▶ [WHAT THIS TASK INVOLVES]:
Answer these from the passage on aerosols and clouds:
1. About what share of the planet is cloudy at any given moment?
2. How do clouds contribute to atmospheric warming?
3. Where do clouds produced by "ship tracks" form?

Given that about two-thirds of the planet is cloudy at any given moment, understanding and quantifying aerosol-cloud-precipitation interactions is critical to producing more accurate climate predictions.
Aerosols directly affect the energy cycle by scattering sunlight, which can be seen as haze. Indirectly, aerosol particles affect the Earth’s climate by acting as the seeds on which clouds form. More aerosol particles can lead to more, but smaller, cloud droplets. This changes the appearance of clouds, like brightness, but may also reduce the likelihood of rain.
The role of clouds in the Earth’s energy cycle is intricate. They have a cooling effect on the planet by reflecting sunlight back into space. Simultaneously, they contribute to atmospheric warming by absorbing thermal radiation from the Earth’s surface. The dominance of either cooling or warming depends primarily on factors such as cloud altitude, phase (water, ice, or mixed), and the physical properties, like size, of individual ice crystals or cloud droplets.
Aerosols directly affect the energy cycle by scattering sunlight, which can be seen as haze. The aerosols we release can alter the clouds that form around us, changing their brightness or the likelihood of rain. For example, clouds produced by ‘ship tracks’ form in the exhausts of large ships. These indirect effects on the energy and water cycles are highly uncertain as they are almost impossible to measure in a laboratory and very difficult to isolate in nature.

▶ [DATASET EXCERPTS]:
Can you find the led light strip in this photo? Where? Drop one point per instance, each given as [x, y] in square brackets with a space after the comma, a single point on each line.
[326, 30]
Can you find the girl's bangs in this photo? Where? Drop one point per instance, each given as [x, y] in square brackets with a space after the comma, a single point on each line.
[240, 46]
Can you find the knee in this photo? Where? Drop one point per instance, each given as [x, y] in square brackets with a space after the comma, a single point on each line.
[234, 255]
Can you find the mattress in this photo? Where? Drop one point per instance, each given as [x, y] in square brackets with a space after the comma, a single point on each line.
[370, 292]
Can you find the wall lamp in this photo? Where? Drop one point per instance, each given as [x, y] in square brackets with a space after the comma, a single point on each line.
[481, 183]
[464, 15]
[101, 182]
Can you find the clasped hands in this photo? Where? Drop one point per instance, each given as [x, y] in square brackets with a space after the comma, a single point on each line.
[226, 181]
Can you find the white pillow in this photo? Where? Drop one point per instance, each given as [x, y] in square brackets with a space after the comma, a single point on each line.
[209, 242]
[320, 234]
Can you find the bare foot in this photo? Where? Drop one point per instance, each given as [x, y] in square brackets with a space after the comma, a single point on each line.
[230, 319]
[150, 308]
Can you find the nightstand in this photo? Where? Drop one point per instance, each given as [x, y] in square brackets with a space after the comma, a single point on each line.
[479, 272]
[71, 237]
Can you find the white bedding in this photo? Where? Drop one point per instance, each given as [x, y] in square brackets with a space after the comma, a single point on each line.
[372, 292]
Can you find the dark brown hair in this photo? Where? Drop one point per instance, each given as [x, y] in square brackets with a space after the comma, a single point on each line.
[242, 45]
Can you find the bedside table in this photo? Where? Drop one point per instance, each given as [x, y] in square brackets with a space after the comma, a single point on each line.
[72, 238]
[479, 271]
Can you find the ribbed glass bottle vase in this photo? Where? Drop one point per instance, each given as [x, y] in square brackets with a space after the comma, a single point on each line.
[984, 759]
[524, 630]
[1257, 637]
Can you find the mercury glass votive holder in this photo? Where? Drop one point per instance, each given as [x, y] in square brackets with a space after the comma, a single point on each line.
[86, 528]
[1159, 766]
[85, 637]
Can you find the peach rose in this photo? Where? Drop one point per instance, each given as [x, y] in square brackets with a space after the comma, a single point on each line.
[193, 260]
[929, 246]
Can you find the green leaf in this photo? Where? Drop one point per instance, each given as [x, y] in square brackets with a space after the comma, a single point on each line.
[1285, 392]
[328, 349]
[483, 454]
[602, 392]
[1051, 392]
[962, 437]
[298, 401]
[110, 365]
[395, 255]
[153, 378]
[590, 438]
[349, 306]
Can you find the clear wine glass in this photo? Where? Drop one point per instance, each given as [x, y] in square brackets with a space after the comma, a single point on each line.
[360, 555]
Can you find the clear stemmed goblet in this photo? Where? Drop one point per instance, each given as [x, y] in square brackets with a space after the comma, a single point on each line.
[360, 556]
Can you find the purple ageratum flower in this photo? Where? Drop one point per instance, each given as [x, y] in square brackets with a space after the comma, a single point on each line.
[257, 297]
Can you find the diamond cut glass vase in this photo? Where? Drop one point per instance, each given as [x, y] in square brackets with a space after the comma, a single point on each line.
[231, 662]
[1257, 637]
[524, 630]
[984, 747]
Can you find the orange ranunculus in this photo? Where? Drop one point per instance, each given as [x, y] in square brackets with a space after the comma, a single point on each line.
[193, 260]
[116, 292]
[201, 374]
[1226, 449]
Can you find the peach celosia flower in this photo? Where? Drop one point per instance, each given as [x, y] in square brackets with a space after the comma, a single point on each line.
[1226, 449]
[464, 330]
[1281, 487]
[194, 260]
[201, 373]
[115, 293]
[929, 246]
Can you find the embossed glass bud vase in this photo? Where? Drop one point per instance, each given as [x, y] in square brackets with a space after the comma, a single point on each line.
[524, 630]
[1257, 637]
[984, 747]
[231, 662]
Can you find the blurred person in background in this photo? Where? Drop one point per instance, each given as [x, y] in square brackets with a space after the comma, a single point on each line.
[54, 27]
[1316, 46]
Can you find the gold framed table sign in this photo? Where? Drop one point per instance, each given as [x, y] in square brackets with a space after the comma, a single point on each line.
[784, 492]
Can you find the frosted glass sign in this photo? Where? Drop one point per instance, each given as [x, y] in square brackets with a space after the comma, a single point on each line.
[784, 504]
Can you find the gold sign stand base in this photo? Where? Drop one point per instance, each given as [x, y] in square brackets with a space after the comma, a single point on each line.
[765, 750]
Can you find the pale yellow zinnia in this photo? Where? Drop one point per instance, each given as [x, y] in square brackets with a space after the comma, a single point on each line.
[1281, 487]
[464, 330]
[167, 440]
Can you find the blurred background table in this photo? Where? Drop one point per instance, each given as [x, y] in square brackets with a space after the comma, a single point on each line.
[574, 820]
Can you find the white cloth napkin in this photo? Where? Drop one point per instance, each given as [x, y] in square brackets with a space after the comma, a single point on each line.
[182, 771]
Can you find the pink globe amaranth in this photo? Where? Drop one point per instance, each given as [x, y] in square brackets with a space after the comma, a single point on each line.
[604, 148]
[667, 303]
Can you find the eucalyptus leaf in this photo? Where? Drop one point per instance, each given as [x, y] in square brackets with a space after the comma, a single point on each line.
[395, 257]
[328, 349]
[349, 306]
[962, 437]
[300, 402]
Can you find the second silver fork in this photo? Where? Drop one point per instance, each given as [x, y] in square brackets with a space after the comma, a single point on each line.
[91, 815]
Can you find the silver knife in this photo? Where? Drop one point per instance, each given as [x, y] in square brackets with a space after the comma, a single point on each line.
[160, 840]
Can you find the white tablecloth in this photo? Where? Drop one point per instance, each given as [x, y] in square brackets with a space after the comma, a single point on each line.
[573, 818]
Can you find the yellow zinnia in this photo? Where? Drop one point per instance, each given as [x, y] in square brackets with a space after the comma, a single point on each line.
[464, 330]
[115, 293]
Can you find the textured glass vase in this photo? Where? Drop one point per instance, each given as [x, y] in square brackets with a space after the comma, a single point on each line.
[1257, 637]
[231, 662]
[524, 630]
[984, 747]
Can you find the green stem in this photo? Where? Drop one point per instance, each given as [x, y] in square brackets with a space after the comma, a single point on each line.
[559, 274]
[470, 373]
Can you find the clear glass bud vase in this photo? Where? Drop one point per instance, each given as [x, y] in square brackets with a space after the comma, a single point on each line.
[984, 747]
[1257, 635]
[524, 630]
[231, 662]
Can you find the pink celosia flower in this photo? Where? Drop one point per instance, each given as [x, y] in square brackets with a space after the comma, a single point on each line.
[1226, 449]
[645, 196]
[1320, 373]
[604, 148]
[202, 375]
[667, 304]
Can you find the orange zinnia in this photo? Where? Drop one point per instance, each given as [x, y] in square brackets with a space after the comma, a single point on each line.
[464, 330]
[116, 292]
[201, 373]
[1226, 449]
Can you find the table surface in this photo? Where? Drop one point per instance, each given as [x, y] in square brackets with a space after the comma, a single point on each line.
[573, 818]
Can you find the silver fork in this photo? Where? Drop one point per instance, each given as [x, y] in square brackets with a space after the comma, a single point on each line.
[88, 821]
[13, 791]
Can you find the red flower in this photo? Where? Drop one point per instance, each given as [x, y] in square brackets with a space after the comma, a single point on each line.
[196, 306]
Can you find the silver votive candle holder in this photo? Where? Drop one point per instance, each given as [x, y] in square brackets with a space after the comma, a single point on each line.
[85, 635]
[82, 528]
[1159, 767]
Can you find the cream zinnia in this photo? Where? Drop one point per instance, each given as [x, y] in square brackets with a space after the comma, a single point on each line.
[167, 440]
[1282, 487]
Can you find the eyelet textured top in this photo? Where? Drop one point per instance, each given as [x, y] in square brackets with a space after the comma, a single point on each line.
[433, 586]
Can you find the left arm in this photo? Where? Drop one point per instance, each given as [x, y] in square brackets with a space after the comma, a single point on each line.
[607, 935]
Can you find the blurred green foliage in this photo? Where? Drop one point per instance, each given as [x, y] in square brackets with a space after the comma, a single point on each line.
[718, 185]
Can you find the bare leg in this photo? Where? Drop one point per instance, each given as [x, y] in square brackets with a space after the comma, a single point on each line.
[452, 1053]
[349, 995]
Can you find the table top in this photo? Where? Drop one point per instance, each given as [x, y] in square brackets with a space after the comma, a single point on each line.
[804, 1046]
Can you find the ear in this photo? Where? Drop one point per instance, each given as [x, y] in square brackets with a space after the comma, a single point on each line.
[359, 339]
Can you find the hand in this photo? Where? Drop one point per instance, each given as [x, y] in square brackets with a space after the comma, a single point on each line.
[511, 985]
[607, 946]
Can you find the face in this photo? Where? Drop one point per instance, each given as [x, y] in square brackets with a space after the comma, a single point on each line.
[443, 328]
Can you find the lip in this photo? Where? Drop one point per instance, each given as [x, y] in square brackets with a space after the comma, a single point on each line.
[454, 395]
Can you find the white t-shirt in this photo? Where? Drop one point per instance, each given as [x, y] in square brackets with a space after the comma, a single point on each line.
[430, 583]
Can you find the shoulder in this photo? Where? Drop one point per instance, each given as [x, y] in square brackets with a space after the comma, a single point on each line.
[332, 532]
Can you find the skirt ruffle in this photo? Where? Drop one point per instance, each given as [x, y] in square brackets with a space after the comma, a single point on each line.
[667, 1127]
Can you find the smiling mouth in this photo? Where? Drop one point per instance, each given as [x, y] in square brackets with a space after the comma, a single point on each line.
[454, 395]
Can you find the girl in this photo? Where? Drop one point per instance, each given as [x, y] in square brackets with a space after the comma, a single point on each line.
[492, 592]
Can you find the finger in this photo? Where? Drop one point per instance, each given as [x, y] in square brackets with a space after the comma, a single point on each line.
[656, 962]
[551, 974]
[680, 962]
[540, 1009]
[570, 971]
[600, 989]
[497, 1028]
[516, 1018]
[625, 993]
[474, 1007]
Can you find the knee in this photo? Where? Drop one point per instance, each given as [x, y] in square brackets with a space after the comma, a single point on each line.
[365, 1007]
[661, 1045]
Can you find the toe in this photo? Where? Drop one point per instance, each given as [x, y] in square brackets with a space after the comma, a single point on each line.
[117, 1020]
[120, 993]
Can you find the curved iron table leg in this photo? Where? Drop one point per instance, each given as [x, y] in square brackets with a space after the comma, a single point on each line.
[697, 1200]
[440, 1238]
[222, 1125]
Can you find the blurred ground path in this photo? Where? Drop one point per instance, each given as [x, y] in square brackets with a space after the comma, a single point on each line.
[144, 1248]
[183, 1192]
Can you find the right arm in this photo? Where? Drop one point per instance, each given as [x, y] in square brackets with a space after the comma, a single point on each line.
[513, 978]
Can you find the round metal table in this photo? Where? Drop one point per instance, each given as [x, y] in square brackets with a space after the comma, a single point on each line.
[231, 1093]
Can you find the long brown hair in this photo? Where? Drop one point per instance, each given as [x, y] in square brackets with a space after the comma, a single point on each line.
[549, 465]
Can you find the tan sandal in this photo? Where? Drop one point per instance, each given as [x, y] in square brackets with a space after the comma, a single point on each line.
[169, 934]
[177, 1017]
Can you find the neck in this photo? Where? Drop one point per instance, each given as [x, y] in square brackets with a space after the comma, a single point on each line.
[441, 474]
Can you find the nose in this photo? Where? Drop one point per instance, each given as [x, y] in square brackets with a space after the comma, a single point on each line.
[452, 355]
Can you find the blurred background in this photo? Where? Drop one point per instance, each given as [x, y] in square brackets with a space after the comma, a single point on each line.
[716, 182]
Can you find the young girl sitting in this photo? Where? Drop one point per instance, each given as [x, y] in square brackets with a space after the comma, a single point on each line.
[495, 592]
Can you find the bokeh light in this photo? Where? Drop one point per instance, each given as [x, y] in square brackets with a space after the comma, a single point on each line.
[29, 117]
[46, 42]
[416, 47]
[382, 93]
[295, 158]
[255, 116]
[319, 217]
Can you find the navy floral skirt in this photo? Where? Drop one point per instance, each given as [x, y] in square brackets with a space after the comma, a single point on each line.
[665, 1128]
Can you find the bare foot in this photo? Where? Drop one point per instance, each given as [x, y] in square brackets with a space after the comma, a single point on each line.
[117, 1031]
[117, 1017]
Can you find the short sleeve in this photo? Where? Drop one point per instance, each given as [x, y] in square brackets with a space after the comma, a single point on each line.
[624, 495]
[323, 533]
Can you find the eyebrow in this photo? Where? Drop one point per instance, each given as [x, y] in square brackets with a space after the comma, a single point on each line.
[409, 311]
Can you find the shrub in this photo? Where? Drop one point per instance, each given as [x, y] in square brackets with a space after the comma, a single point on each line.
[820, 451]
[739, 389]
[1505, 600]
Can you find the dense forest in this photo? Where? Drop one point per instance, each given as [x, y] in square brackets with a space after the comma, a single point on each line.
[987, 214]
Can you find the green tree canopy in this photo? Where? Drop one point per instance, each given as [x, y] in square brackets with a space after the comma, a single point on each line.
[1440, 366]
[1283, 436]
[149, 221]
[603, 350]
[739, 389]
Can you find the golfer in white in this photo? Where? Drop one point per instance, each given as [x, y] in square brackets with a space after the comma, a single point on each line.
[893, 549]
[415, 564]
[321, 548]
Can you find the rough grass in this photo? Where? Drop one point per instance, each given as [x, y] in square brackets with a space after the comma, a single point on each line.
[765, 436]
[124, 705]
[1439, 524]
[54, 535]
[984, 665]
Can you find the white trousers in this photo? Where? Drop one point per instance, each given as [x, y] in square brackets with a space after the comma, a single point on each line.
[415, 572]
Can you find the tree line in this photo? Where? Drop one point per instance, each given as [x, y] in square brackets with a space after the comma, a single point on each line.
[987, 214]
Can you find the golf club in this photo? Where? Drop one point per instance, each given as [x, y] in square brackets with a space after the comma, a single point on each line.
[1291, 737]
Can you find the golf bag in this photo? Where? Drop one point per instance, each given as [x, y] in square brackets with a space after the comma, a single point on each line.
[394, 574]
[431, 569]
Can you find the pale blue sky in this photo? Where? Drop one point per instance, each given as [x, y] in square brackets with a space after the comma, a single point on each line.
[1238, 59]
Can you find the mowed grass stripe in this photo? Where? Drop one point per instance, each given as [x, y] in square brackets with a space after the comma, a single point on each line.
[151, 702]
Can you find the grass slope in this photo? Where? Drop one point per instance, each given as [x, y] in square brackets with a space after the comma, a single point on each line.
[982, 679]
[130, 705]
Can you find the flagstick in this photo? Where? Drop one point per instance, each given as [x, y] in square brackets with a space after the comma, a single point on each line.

▶ [WRITTEN SOLUTION]:
1. About two-thirds.
2. By absorbing thermal radiation from the Earth's surface.
3. In the exhausts of large ships.